- **REQUIRED WORK**
Search term "straw": please show all lines in the listing that contain it.
····················
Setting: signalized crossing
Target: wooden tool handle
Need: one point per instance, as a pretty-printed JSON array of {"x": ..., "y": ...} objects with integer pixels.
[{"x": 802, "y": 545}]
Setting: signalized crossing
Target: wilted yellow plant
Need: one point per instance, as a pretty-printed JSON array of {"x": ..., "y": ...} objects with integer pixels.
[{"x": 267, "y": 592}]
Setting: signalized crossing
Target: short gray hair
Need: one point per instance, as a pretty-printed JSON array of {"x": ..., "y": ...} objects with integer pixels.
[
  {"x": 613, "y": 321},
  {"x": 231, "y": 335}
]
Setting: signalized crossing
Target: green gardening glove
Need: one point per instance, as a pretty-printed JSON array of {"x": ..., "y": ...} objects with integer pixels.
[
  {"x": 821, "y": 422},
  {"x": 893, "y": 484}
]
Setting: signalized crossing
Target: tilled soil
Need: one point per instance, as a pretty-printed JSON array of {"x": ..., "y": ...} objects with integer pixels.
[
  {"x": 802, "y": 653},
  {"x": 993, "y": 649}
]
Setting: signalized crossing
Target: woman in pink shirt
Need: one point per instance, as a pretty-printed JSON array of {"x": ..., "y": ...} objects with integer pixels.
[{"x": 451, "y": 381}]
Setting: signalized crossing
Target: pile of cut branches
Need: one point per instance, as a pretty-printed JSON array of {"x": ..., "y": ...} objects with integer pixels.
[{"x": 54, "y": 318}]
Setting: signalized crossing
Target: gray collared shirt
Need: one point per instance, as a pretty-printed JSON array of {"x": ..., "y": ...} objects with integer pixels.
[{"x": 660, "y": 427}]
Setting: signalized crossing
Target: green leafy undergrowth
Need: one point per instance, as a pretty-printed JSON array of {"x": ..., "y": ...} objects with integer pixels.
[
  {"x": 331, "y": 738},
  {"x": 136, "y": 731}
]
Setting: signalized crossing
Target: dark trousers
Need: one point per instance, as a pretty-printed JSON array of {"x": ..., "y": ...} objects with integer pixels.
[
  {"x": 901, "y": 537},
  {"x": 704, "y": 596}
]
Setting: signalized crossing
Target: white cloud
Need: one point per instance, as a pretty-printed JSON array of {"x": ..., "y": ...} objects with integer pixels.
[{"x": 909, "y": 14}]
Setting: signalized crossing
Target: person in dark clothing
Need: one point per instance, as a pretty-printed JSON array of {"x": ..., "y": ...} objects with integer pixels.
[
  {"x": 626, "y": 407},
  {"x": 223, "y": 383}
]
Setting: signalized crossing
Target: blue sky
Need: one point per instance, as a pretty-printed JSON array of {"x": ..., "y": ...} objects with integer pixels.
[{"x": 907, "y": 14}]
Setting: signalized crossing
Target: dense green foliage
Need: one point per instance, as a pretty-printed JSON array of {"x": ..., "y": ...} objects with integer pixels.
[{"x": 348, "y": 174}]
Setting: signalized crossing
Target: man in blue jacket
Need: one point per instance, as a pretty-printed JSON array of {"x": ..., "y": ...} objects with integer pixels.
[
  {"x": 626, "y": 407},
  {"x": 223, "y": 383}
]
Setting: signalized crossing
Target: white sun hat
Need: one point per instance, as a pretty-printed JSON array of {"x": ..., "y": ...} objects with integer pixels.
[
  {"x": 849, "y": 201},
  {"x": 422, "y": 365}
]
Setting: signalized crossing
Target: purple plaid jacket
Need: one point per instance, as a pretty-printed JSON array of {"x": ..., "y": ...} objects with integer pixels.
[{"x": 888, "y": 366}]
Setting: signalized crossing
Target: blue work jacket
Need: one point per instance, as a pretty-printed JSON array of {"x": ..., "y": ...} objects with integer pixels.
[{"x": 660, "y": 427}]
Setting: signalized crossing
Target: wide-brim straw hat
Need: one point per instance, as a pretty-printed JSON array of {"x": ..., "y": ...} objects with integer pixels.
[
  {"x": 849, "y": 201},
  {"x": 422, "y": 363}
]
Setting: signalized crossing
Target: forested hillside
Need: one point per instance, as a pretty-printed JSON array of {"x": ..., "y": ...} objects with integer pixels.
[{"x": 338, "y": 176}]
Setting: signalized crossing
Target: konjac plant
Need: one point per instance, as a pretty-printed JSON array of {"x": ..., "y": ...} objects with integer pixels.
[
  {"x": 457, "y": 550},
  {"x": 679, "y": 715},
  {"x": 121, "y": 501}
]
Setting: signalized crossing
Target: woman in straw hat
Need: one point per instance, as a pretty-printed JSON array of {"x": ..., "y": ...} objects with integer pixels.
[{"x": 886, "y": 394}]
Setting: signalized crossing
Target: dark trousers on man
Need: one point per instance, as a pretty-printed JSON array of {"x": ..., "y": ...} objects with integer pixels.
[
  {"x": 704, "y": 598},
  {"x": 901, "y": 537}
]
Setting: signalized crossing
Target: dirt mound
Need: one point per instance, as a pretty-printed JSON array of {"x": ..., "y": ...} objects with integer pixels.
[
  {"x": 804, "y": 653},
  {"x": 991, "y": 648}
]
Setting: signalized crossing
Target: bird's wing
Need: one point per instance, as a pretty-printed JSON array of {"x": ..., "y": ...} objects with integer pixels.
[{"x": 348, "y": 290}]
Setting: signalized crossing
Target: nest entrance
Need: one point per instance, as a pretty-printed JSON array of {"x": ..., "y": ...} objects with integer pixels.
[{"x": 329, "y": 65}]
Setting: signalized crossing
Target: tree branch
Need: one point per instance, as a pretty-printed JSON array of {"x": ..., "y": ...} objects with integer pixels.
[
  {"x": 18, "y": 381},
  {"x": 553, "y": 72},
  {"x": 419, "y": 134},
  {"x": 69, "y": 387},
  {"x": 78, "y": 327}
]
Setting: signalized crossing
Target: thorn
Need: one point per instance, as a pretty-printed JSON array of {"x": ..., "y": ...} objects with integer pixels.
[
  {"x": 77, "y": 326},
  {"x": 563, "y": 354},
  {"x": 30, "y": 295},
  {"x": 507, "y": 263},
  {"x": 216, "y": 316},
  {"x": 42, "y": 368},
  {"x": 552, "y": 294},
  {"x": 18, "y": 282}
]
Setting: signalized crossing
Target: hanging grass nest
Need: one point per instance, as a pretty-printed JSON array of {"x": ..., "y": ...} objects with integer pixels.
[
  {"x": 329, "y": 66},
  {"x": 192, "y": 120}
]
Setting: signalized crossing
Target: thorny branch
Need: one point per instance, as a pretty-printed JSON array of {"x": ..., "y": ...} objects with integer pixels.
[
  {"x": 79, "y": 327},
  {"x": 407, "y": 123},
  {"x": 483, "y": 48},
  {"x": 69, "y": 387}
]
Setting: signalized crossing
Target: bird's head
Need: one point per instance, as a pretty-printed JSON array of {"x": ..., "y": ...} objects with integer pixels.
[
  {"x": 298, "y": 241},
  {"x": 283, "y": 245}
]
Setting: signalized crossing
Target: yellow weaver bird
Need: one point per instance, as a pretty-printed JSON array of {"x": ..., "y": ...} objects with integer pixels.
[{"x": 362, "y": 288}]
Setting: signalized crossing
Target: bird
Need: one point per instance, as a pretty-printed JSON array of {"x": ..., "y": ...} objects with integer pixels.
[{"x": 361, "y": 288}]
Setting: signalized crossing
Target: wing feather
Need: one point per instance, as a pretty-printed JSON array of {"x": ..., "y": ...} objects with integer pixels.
····················
- **ANSWER BOX**
Target: wide-brim straw hat
Target: woman in straw hat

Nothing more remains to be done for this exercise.